CROSS-REFERENCE TO RELATED APPLICATIONS
FIELD OF THE INVENTION
This application claims the benefit of U.S. Provisional Application No. 60/421,759, filed on Oct. 28, 2002. The disclosure of the above application is incorporated herein by reference.
- BACKGROUND OF THE INVENTION
The present invention relates generally to a fastener and, more particularly, to an encaged, threaded fastener.
With ever increasing design demands, flexibility and adaptivity of unibody construction is increasingly required in order to provide vehicles that meet broader customer needs. Increases in the number of components and structures which are coupled to the unibody construction have led designers to consistently add threaded fasteners to the unibody frame. Variation in manufacturing tolerances require that the fastener couple to the unibody frame in a way which allows a degree of positional adjustment during final assembly. This positional adjustment is provided by using a female fastener, which is an encaged fastener. Typically, this takes the form of a nut encaged in a structure that is attached to the inner body frame. The cage is configured so as to provide the nut with a range of movement so that when a component is coupled to the frame, the alignment of the component and frame can be adjusted until they meet manufacturing standards.

STATED TASK 1:
In the fastener text above, condense the paragraph beginning "With ever increasing design demands" into a short bulleted list that keeps its main facts.

RECORDS FOR THE EXERCISE:
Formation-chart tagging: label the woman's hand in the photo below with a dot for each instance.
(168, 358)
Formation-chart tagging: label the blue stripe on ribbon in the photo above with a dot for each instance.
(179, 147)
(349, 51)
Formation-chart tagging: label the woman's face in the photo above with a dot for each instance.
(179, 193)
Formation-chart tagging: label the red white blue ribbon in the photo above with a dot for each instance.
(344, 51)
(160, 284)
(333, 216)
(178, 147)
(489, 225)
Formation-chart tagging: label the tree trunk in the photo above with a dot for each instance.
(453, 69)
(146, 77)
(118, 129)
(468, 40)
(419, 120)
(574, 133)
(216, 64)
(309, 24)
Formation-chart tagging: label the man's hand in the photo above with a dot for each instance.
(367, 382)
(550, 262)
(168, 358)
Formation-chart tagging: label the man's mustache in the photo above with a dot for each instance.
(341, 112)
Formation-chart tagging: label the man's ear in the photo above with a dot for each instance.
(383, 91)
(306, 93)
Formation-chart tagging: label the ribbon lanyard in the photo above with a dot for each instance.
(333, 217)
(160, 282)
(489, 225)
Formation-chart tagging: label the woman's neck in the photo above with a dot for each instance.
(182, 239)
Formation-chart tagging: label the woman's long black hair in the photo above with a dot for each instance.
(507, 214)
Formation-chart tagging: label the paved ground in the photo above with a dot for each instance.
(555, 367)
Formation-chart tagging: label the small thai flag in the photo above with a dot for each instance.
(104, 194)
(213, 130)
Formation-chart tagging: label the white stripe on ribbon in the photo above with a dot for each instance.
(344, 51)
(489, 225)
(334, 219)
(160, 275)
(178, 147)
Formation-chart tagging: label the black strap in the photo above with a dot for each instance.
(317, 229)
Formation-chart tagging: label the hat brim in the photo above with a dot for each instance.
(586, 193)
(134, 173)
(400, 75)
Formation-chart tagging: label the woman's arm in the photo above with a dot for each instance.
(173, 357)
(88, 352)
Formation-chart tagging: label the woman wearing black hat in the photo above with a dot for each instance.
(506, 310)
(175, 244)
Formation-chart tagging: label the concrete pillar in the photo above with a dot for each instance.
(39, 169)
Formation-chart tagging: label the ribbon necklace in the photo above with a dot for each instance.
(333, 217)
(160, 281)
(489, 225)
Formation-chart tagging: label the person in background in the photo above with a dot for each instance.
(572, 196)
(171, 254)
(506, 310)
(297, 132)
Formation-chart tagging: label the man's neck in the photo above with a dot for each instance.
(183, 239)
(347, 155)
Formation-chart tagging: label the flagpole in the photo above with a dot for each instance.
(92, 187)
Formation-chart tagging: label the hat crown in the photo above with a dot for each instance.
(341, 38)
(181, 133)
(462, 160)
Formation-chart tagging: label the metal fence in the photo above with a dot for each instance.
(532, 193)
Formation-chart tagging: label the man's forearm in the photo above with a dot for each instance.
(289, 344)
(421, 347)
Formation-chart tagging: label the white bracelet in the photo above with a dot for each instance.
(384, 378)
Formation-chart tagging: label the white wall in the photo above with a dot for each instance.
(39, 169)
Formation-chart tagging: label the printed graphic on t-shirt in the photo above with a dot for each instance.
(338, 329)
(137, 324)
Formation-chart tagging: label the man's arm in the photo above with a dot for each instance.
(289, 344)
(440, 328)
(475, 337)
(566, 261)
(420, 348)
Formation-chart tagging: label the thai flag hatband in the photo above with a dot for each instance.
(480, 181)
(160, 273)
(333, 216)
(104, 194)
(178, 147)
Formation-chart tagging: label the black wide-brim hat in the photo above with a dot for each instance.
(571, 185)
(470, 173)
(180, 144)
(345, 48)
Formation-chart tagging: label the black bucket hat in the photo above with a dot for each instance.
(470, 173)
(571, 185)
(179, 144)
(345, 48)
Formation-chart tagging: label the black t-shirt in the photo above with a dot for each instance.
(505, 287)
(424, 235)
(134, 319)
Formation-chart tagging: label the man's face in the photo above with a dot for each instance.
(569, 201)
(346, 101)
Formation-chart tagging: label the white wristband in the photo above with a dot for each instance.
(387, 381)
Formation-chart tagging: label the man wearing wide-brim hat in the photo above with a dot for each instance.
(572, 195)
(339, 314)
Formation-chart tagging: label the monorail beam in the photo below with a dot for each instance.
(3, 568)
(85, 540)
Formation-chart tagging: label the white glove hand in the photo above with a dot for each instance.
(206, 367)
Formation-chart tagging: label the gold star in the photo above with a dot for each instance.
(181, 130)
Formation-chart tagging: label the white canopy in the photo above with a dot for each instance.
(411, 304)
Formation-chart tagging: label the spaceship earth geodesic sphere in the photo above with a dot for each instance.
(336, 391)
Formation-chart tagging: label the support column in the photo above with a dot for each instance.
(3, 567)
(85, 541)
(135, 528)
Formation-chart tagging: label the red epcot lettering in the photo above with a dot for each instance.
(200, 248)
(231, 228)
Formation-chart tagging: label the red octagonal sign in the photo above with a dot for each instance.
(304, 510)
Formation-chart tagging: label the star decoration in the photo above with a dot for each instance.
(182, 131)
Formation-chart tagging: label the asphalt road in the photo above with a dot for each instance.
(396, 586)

STATED TASK 2:
Pick out every line in the listing above that contains the string "brim", and copy each one in full.

COMPLETE ANSWER 1:
- Vehicles must meet broader customer needs, so unibody construction needs more flexibility and adaptivity.
- As more components and structures are coupled to the unibody, designers keep adding threaded fasteners to the unibody frame.
- Because manufacturing tolerances vary, the fastener must couple to the frame in a way that allows some positional adjustment during final assembly.
- This adjustment comes from an encaged female fastener, typically a nut held in a cage attached to the inner body frame.
- The cage gives the nut a range of movement, so the alignment of a component and the frame can be adjusted until it meets manufacturing standards.

COMPLETE ANSWER 2:
Formation-chart tagging: label the hat brim in the photo above with a dot for each instance.
Formation-chart tagging: label the black wide-brim hat in the photo above with a dot for each instance.
Formation-chart tagging: label the man wearing wide-brim hat in the photo above with a dot for each instance.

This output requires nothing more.